==== SOURCE PASSAGE ====

Jake Kendall

Telenor’s Easypaisa Penetrating Pakistan’s Poor, Unbanked Populations

Daniel Radcliffe and Tamara Cook, program ffficers for the Financial Services for the Poor initiative at the Bill & Melinda Gates Foundation, contributed to this post.

Many have claimed that mobile money could have a transformational impact on both the number of poor people who have financial services and the quality and variety of those services. (In fact, I have claimed this in a past NB post!) Mobile money would achieve this by leveraging the billions of mobile phones already in the hands of poor people to create a platform bringing the poor together with financial service providers and allowing each side to transact at a cost that would be orders of magnitude lower than the alternative (which is essentially to build and staff bank branches and ATMs all over the place).

==== RECORD LIST ====

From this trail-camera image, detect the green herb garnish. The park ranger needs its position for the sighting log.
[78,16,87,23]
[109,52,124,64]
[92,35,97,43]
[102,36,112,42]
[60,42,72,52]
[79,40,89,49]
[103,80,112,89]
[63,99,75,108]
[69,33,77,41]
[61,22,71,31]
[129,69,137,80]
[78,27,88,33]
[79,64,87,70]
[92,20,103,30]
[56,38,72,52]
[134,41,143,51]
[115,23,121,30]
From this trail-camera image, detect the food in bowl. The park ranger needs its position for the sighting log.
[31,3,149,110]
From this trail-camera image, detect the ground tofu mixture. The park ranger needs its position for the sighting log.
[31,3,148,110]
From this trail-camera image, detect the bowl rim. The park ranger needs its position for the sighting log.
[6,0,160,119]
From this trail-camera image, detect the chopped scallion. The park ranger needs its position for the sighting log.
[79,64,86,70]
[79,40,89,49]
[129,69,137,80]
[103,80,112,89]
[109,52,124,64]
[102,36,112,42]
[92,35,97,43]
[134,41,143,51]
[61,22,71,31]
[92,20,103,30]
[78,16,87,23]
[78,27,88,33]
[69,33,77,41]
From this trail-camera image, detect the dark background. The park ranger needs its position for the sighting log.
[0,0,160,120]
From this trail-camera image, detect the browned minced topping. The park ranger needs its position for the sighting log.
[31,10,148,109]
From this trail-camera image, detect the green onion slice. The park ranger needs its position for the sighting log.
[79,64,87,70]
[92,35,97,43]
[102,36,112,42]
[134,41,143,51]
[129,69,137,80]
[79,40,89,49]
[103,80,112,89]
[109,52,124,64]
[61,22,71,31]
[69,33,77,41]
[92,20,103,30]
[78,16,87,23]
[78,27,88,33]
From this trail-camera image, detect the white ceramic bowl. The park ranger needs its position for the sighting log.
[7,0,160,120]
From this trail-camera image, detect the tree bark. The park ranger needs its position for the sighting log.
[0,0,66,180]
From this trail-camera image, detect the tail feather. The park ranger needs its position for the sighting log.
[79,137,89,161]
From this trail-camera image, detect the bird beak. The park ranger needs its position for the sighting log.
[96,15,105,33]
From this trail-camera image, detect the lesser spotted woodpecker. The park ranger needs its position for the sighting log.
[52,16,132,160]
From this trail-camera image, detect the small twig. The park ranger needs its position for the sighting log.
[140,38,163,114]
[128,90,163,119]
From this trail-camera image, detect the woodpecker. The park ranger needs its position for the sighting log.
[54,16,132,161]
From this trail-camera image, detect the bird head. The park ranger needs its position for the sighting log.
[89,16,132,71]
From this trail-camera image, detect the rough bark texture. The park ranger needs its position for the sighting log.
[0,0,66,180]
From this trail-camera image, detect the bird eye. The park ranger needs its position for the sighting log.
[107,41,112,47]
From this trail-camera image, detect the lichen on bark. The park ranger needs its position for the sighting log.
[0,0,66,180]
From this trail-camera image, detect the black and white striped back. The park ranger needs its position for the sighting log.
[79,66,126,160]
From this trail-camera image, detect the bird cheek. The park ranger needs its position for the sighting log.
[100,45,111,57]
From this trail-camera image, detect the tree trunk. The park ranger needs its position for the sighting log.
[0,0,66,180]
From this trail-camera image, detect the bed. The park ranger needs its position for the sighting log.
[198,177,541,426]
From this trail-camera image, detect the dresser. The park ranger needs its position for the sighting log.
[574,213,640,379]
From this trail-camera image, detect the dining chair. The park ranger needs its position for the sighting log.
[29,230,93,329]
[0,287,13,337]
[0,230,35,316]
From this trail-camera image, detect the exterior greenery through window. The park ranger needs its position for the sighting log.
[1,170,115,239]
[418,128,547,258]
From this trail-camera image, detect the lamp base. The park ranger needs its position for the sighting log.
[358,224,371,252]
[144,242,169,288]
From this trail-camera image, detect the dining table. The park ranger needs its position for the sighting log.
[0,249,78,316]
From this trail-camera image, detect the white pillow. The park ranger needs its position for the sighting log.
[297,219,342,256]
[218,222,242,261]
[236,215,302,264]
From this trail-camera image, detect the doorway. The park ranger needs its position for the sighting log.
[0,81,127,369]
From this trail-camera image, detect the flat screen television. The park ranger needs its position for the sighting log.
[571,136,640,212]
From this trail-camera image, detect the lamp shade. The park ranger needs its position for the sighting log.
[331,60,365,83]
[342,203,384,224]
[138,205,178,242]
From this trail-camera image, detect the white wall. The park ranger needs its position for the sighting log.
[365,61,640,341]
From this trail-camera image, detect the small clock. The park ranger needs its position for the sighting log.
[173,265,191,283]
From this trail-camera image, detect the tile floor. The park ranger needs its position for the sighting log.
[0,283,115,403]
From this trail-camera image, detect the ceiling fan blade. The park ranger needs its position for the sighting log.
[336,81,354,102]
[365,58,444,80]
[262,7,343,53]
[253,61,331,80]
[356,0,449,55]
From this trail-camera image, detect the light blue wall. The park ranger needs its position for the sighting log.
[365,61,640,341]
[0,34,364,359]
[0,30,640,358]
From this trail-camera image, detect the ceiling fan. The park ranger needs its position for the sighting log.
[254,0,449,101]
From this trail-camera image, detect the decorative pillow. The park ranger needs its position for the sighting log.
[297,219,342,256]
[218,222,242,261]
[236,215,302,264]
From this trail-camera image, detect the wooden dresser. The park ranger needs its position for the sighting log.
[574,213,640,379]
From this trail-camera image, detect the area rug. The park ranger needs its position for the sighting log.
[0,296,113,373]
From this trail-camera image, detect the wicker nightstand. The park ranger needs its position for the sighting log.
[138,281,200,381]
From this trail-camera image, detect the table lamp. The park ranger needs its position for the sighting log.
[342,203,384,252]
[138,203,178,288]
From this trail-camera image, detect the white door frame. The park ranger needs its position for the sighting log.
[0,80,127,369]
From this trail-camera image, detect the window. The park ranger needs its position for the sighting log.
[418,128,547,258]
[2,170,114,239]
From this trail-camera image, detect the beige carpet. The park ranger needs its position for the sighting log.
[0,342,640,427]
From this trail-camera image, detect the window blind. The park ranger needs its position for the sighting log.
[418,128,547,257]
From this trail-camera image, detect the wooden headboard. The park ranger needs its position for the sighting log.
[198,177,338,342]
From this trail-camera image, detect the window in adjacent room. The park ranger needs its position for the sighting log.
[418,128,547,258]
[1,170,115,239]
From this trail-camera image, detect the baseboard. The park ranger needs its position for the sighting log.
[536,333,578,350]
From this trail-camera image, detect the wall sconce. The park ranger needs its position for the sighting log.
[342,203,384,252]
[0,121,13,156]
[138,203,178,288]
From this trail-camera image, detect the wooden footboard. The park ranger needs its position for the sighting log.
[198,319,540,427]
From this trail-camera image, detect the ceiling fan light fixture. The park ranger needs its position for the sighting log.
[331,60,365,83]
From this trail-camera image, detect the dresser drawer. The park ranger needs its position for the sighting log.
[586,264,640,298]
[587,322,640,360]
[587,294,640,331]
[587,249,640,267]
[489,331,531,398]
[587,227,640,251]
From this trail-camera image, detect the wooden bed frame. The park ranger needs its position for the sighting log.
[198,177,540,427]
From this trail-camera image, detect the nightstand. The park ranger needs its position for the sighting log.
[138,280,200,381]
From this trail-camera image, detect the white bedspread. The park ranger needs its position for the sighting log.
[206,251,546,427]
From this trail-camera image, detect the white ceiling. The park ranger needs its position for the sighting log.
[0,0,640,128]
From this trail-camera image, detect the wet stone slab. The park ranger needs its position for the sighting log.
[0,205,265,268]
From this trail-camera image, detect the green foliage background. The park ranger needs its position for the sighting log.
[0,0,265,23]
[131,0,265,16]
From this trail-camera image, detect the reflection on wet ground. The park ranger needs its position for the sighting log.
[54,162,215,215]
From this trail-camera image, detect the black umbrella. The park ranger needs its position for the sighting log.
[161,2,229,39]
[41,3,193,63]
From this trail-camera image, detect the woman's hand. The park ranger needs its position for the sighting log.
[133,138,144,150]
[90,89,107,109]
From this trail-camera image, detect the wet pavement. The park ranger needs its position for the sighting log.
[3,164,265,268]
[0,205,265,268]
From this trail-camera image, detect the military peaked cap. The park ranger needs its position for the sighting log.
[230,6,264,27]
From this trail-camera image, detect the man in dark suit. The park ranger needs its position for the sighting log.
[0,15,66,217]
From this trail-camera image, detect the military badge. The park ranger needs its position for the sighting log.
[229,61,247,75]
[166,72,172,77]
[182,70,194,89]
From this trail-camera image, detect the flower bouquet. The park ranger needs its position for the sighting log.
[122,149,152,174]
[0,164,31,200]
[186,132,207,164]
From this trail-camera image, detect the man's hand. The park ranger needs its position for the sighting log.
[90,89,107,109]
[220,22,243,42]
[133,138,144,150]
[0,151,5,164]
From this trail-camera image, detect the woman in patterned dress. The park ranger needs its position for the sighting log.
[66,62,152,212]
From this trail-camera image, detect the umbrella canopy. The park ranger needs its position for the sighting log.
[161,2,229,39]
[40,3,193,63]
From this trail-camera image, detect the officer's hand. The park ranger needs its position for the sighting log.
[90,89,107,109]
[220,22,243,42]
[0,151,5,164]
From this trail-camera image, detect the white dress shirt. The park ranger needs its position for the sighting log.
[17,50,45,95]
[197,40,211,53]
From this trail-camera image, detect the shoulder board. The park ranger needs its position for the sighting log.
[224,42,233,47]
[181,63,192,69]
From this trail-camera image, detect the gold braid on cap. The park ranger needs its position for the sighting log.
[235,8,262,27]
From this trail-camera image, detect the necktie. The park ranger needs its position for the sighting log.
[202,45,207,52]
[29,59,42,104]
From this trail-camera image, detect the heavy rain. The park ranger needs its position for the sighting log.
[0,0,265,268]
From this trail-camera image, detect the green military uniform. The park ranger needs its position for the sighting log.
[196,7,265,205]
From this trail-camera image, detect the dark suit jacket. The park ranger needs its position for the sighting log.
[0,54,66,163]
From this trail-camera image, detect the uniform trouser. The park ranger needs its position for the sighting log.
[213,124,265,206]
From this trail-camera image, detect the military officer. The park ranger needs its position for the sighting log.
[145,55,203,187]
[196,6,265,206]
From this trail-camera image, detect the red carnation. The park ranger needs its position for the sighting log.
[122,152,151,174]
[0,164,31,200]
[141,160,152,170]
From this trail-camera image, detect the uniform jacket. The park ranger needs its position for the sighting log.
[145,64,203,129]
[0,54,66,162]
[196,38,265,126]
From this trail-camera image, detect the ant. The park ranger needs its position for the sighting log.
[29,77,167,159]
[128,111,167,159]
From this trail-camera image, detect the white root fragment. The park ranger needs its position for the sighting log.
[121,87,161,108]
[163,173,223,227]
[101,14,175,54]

====

Repeat the passage of the Easypaisa post from "Many have claimed" to "over the place).", substituting "agent outlets" for "bank branches".

Many have claimed that mobile money could have a transformational impact on both the number of poor people who have financial services and the quality and variety of those services. (In fact, I have claimed this in a past NB post!) Mobile money would achieve this by leveraging the billions of mobile phones already in the hands of poor people to create a platform bringing the poor together with financial service providers and allowing each side to transact at a cost that would be orders of magnitude lower than the alternative (which is essentially to build and staff agent outlets and ATMs all over the place).